> **What the exercise asks**
Copy the Cornell Tech campus article starting at "In one of his" and ending at "the East River.", swapping "12-acre" for "twelve-acre".

> **Document passage**
In one of his final press appearances as mayor of New York City, Michael Bloomberg sealed the deal Thursday on one of his most ambitious urban endeavors: Cornell NYC Tech, a $2-billion science and technology campus designed by a cast of architectural heavyweights including Morphosis Architects and Weiss/Manfredi, to put New York City at the forefront of the tech industry.
Surrounded by officials in City Hall’s Blue Room, Bloomberg and Cornell president David Skorton signed a 99-year lease agreement for a 12-acre swath of prime real estate on Roosevelt Island, a two-mile-long islet in the East River.
“Our goal has been to make New York City the global capital of technological innovation and this new campus on Roosevelt Island is a central part of our strategy for achieving it,” the mayor said.
The event marked two years since the announcement that Cornell Tech—a partnership between Cornell University and Technion–Israel Institute of Technology—was selected as the winner of Applied Sciences NYC. The initiative, launched in 2010 by the Bloomberg Administration, aimed to attract and build a graduate-level technology campus to compete with Stanford-seeded Silicon Valley.
“The competition arose out of conversations that we had with leaders across a diverse range of New York industries,” Bloomberg said. “All of those conversations had a common refrain and that was to keep our companies and our city competitive we need more engineers and computer scientists.”
The Cornell Tech campus will occupy an area south of where the Queensboro Bridge cuts across the island, the current site of Coler-Goldwater Specialty Hospital and Nursing Facility (displaced residents of the chronic care facility will be relocated to a new care hospital in Harlem).

> **Natural-language object grounding data**
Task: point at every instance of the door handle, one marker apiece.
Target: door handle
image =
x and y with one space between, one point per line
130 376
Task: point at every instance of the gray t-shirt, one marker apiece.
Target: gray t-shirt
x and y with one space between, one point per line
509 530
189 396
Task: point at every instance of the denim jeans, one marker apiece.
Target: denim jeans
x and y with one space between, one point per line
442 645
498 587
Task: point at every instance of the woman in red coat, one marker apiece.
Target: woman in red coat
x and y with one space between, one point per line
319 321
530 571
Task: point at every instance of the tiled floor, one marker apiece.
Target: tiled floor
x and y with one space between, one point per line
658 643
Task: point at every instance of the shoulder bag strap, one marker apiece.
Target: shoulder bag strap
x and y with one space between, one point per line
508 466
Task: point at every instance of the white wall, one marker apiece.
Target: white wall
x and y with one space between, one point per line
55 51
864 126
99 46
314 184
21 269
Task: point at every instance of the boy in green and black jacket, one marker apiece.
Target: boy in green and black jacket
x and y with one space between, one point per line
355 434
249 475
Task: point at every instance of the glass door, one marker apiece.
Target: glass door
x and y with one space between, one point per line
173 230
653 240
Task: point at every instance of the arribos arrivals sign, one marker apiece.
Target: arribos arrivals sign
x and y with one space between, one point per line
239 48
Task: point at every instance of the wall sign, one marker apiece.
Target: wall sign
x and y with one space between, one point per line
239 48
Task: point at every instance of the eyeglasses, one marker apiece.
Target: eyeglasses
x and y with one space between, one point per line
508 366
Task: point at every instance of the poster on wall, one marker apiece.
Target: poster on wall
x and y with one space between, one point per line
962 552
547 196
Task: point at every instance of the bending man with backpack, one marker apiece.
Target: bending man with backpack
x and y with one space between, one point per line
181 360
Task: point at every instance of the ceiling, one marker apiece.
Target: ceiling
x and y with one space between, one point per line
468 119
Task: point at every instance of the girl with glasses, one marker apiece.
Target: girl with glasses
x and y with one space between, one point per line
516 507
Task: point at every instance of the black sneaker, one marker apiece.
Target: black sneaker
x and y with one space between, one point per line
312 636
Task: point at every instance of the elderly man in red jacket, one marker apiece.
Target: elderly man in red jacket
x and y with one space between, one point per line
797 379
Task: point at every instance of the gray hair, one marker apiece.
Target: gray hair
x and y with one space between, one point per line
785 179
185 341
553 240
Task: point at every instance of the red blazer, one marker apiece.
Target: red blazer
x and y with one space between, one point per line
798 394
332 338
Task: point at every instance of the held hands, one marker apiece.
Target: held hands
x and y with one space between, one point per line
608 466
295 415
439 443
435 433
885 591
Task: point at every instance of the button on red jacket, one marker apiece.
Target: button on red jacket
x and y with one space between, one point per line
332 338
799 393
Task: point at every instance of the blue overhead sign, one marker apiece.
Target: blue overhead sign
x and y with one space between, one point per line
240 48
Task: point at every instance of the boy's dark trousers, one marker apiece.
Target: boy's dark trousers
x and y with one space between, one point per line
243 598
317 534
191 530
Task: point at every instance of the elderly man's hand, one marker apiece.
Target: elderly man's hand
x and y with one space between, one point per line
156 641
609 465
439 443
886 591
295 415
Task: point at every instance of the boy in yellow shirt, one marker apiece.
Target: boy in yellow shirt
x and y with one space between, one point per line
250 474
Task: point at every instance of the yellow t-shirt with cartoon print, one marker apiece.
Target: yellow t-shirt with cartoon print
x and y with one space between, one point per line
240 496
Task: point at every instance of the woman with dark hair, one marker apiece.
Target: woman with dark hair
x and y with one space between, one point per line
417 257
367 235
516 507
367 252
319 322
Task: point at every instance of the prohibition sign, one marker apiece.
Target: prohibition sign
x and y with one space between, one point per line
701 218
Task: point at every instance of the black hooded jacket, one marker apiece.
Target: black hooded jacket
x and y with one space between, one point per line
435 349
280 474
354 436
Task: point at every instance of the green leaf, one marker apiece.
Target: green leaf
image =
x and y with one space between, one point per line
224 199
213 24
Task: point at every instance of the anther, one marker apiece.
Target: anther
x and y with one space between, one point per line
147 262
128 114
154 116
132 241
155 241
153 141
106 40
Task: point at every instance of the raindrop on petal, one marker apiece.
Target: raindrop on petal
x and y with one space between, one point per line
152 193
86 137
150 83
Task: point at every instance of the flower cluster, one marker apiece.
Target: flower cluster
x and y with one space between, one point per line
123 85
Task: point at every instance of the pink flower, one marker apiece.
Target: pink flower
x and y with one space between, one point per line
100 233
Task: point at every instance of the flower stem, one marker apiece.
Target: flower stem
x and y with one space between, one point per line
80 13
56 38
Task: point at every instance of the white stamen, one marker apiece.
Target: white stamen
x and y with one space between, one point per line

...

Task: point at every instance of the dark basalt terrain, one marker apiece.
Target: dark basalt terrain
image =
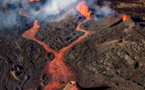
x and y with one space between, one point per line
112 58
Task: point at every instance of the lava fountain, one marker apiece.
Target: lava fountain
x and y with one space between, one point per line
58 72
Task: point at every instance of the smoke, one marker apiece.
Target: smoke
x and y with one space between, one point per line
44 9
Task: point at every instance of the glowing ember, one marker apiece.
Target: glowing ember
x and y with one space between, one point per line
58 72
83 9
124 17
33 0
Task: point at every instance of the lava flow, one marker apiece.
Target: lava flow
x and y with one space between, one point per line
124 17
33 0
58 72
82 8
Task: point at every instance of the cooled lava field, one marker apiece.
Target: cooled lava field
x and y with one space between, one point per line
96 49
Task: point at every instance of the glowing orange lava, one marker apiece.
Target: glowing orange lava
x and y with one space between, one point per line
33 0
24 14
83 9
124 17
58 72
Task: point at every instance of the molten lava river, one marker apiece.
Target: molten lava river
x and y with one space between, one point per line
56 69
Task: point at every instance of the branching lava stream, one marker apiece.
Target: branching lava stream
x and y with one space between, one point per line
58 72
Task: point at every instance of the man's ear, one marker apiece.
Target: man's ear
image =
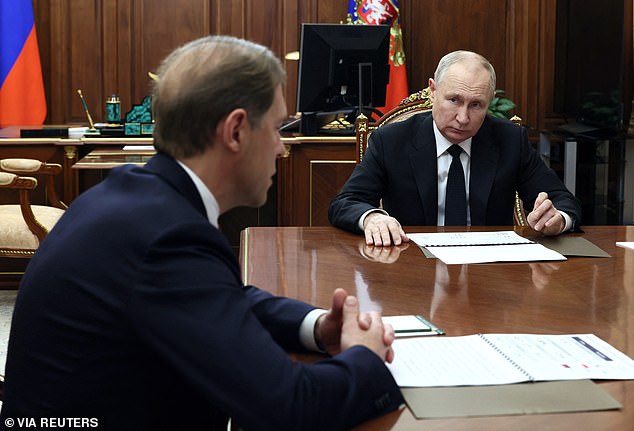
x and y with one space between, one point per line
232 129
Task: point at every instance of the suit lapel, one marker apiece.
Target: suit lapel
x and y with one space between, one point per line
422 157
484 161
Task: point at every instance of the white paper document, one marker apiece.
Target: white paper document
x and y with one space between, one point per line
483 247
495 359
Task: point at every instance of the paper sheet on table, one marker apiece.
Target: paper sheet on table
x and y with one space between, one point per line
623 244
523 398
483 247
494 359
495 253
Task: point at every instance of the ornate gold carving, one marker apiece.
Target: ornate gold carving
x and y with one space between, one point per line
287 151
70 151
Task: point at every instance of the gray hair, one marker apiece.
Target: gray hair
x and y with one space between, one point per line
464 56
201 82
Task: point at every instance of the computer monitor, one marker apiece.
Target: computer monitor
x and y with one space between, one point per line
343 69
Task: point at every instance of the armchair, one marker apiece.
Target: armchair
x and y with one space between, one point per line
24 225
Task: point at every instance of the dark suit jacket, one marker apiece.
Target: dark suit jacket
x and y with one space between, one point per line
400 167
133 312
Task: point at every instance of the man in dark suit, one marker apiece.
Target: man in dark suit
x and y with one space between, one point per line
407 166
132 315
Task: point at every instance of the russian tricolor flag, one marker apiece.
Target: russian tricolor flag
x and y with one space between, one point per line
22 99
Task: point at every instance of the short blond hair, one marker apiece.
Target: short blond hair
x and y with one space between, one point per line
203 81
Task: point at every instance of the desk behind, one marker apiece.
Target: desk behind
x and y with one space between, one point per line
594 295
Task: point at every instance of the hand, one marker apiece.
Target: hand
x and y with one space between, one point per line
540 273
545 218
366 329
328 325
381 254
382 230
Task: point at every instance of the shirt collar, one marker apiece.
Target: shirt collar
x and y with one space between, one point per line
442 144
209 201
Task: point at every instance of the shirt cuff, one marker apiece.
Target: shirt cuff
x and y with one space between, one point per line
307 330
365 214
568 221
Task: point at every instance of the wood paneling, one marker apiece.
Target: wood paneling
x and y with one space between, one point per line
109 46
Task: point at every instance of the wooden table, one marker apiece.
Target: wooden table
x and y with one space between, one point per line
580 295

--

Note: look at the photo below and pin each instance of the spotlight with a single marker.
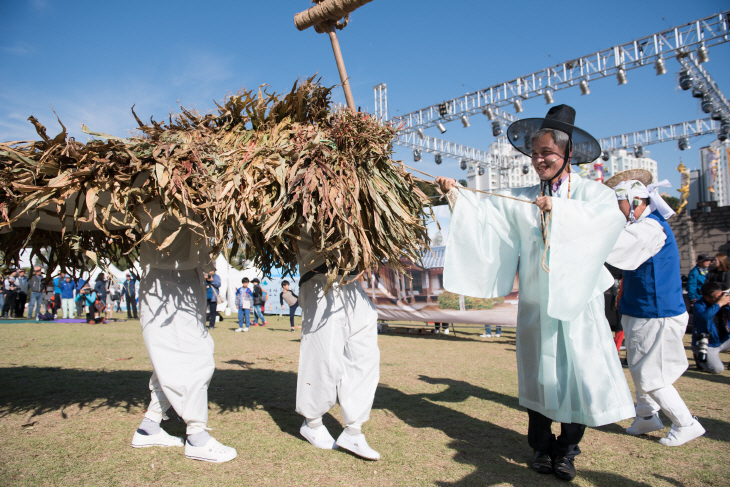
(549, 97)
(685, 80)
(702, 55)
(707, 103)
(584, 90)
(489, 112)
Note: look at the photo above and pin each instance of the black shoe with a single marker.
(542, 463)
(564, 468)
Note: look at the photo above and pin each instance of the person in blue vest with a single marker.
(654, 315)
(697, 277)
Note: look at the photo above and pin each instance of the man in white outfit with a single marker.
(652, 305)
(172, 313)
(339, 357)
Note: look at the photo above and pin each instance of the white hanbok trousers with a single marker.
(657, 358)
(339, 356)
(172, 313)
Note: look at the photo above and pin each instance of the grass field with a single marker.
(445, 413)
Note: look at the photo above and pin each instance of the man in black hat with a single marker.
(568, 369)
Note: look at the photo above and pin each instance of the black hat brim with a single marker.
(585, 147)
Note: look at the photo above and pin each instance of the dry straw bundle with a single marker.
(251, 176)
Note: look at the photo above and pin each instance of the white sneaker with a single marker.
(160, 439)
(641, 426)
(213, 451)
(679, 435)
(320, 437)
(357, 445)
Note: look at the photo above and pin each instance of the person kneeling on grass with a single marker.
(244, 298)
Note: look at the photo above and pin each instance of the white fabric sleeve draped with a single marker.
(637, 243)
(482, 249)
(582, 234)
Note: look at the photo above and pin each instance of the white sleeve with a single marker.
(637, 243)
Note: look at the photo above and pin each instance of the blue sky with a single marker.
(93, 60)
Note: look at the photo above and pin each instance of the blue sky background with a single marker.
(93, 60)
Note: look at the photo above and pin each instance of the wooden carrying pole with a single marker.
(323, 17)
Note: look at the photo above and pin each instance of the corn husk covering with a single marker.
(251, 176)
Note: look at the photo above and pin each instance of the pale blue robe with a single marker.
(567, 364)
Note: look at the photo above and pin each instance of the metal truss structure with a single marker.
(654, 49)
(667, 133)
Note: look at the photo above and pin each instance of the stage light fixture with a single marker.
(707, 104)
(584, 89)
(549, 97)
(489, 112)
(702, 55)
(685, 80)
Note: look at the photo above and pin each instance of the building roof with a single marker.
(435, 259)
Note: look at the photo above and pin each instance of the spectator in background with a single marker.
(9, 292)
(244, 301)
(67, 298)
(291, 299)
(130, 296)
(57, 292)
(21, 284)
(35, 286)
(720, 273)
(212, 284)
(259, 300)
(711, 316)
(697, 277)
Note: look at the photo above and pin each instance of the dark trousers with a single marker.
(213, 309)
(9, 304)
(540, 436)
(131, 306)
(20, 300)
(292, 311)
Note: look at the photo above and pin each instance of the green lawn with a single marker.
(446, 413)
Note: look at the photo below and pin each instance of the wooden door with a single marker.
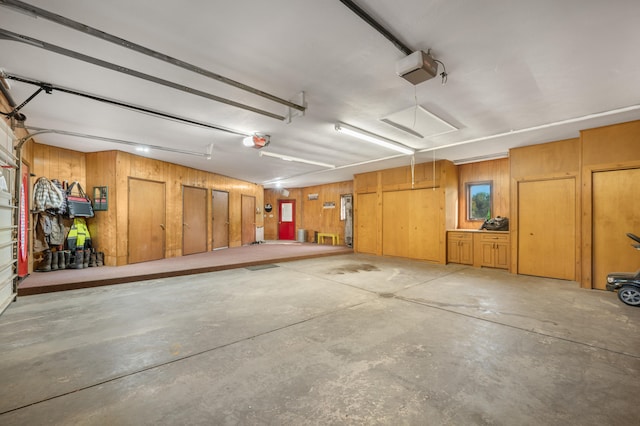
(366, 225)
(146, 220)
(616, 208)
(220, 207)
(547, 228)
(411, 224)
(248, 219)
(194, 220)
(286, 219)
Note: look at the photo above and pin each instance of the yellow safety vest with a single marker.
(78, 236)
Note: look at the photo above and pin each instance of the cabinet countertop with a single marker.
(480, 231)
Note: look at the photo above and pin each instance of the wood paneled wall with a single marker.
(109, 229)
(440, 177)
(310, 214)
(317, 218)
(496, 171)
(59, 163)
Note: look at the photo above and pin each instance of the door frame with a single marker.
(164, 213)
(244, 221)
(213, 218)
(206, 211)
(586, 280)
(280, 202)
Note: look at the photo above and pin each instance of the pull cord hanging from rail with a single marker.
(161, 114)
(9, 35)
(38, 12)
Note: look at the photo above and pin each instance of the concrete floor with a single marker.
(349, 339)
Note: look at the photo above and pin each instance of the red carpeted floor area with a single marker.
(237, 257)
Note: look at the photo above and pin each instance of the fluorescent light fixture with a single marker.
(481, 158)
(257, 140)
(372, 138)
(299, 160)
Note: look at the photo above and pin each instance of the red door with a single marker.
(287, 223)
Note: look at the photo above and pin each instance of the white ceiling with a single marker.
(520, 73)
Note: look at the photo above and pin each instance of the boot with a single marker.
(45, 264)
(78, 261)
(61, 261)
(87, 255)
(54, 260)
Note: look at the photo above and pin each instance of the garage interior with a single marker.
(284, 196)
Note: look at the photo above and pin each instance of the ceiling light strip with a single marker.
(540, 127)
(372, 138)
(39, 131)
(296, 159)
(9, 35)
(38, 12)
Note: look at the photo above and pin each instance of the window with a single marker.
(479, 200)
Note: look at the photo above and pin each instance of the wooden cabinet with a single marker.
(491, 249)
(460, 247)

> **Answer box**
In one of his final press appearances as mayor of New York City, Michael Bloomberg sealed the deal Thursday on one of his most ambitious urban endeavors: Cornell NYC Tech, a $2-billion science and technology campus designed by a cast of architectural heavyweights including Morphosis Architects and Weiss/Manfredi, to put New York City at the forefront of the tech industry.
Surrounded by officials in City Hall’s Blue Room, Bloomberg and Cornell president David Skorton signed a 99-year lease agreement for a twelve-acre swath of prime real estate on Roosevelt Island, a two-mile-long islet in the East River.